Hito Steyerl, How Not to be Seen: A Fucking Didactic Educational .MOV File (2013)

Through her writing practice, films, and performative lectures, German artist Hito Steyerl considers the status of the image in an increasingly global and technological world. One of her latest works, included in the 56th Venice Biennale exhbition, is How Not to be Seen: A Fucking Didactic Educational .MOV File. The video is partly inspired by the photo calibration targets in the California desert, which look like giant pixels in the ground. As described by the Center for Land Use Interpretation, these targets were used in the age of analog aerial photography to test the resolution of airborne cameras; like a kind of optometrist’s chart for the ancestors of drones.

Hito Steyerl, How Not to be Seen: A Fucking Didactic Educational .MOV File (2013)

The artist video picks up certain threads from her well-known text In Defense of the Poor Image. That text celebrates low-resolution images for being widely used, socially useful and non-authoritative. Her new work outlines reasons that have more to do with the way in which they allow their subjects to remain less visible, or more ambiguously figured. The film instructs viewers that there are four ways to avoid detection: hiding in plain sight; shrinking to a size smaller than a pixel; living in a gated community; being a female and older than fifty. So, one possible response to a world in which images of ourselves proliferate is to occupy the low-resolution spaces.

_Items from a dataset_
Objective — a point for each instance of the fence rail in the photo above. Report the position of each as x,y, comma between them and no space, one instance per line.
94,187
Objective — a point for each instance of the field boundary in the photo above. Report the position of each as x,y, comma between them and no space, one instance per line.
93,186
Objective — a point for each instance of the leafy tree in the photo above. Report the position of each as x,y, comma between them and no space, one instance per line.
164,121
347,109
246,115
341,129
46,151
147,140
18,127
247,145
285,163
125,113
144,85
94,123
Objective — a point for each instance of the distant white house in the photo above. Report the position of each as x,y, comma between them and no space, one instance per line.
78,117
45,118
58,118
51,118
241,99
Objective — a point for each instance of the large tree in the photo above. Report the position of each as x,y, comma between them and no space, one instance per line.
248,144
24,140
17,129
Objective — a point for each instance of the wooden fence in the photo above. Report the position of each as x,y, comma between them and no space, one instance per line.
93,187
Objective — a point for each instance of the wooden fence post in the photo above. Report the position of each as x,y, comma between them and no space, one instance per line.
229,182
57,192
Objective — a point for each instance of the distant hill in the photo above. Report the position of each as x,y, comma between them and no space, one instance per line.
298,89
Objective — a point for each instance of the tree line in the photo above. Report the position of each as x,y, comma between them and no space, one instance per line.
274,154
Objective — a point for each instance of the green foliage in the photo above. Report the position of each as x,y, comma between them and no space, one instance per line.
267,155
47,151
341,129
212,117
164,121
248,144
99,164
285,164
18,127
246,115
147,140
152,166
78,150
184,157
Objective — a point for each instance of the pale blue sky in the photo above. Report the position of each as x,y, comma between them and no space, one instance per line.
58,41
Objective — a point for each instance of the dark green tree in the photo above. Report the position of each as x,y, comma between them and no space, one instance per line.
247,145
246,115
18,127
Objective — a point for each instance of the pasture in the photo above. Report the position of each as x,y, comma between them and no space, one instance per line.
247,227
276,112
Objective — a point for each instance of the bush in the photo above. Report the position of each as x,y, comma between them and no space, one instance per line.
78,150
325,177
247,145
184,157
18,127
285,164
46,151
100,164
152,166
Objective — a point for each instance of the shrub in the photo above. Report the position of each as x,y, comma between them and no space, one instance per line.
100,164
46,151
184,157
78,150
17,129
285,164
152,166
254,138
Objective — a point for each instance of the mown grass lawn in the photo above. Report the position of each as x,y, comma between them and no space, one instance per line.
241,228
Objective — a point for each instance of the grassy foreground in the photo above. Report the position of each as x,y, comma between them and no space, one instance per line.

_Problem set_
1: Decide whether each statement agrees with the text about Steyerl's video, answering yes or no and quoting the words that settle it. (a) The calibration targets in the California desert served to test the resolution of airborne cameras. (b) The film names three ways to avoid detection. (c) In Defense of the Poor Image criticizes low-resolution images.
2: Print the entries from the line holding "Objective — a point for each instance of the dark" through the end of the entries, inclusive.
These entries have no connection to the text about Steyerl's video.

_Problem solutions_
1:
(a) Yes: "these targets were used in the age of analog aerial photography to test the resolution of airborne cameras"
(b) No: "there are four ways to avoid detection"
(c) No: "That text celebrates low-resolution images for being widely used, socially useful and non-authoritative"

2:
Objective — a point for each instance of the dark green tree in the photo above. Report the position of each as x,y, comma between them and no space, one instance per line.
247,145
246,115
18,127
Objective — a point for each instance of the pasture in the photo above. Report the position of each as x,y, comma between them and no space, one instance per line.
247,227
276,112
Objective — a point for each instance of the bush in the photo above. Report the position of each as x,y, comma between them and no space, one instance per line.
78,150
325,177
247,145
184,157
18,127
285,164
46,151
100,164
152,166
Objective — a point for each instance of the shrub in the photo above. Report the position of each as x,y, comma between them and no space, one instance per line.
100,164
46,151
184,157
78,150
17,129
285,164
152,166
254,138
Objective — a point for each instance of the mown grass lawn in the photo above. Report the position of each as x,y, comma between them and no space, one instance per line.
241,228
Objective — a point for each instance of the grassy foreground in the photo above. Report the position of each as x,y, comma between them and no space, one instance per line.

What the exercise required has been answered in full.